***** Selected extract
By accelerating the introduction of less harmful alternatives into the market, Europe will be able to phase out cigarettes quicker than the combustion engine, a senior expert from tobacco company Philip Morris International (PMI) told EURACTIV.
Speaking on the sidelines of an event in Brussels, Grégoire Verdeaux, senior vice president of External Affairs at PMI, said cigarettes could go away “quietly” and “quickly”.
“It depends on whether you make these resolute efforts to really step down and accelerate the injection of less harmful alternatives. And if that brings you under 10% smoking prevalence, you can have a plan where the combustible products are retired before the combustion engine,” he said.
Verdeaux explained that the EU had already done it for other things, such as setting the end of a combustion engine by 2035 or the eco-design directive, after which whole categories of products have been retired from the market.
The tobacco industry emphasises that novel tobacco and nicotine alternatives are less harmful than traditional cigarettes. On the other hand, the European Commission, the World Health Organisation (WHO) and anti-tobacco advocates insist that “less harm is still harm”.
Referring to Europe’s plans to increase taxation on novel tobacco and nicotine alternatives, Verdeaux said this would inevitably result in consumers switching to black markets.
For its side, the EU Commission focuses on the so-called “precautionary principle”, which implies that a policy should be dropped if it may cause harm, and its safety cannot be supported by sufficient scientific evidence; in essence, treating novel tobacco and nicotine products as harmful until proven otherwise.
In line with the WHO, EU policymakers also claim that taxation effectively decreases smoking.
Europe aims to create a tobacco-free generation in Europe, where less than 5% of people use tobacco by 2040.
Stockholm declared in early December that the current level of smoking in Sweden has fallen to 5.6%. Many attribute this to snus, a moist oral tobacco snuff has been banned in the EU since 1992.
“There are no ‘buts’ or nuances in the underlying causes: The reason for this is snus, and only snus,” Swedish MEP Sara Skyttedal (EPP) told EURACTIV, adding that this has also led to reduced tobacco-related mortality.
But Italian MEP Alessandra Moretti (S&D) opposed this view, saying it risks “misinformation”.
“Snus probably does not cause lung cancer but is related to many other diseases such as cardiovascular diseases and other cancers of the digestive system,” she told EURACTIV Italy.
“To decrease the number of smokers, we must not condemn them to another addiction,” she added.
**********
***** The data
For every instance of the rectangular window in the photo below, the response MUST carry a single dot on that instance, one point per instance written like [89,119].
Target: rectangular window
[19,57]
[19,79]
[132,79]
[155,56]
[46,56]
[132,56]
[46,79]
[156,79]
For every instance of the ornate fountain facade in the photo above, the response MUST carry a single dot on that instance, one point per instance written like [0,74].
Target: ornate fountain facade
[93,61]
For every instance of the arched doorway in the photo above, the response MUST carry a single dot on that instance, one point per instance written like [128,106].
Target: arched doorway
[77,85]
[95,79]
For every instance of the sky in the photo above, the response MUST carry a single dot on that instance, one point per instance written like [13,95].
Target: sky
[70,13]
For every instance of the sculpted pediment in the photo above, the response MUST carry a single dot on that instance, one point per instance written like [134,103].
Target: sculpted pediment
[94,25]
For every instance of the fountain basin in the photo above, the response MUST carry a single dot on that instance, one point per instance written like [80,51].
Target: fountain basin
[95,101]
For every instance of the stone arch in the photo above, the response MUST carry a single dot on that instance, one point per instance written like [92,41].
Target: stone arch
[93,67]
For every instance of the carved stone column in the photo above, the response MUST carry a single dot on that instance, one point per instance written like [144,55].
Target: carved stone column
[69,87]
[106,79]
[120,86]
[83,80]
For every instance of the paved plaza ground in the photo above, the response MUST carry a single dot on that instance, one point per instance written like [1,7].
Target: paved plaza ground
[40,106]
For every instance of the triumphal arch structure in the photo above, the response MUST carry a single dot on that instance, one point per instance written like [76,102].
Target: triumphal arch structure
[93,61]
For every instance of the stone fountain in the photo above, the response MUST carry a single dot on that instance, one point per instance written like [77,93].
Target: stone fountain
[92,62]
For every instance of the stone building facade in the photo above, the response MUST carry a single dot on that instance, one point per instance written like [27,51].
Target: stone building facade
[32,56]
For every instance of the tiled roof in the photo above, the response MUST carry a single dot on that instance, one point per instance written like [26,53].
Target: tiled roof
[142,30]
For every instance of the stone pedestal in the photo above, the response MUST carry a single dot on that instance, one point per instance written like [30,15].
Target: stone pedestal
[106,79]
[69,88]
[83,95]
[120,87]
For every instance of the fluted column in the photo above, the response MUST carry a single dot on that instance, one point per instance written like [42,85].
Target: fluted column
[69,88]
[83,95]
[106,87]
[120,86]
**********
## Exercise tasks
a) Write out everything in the article on phasing out cigarettes from "Verdeaux explained that" down to "from the market.".
b) In the article on phasing out cigarettes, since what year has snus been banned in the EU?

## Solutions to the exercise
a)
Verdeaux explained that the EU had already done it for other things, such as setting the end of a combustion engine by 2035 or the eco-design directive, after which whole categories of products have been retired from the market.

b) Since 1992.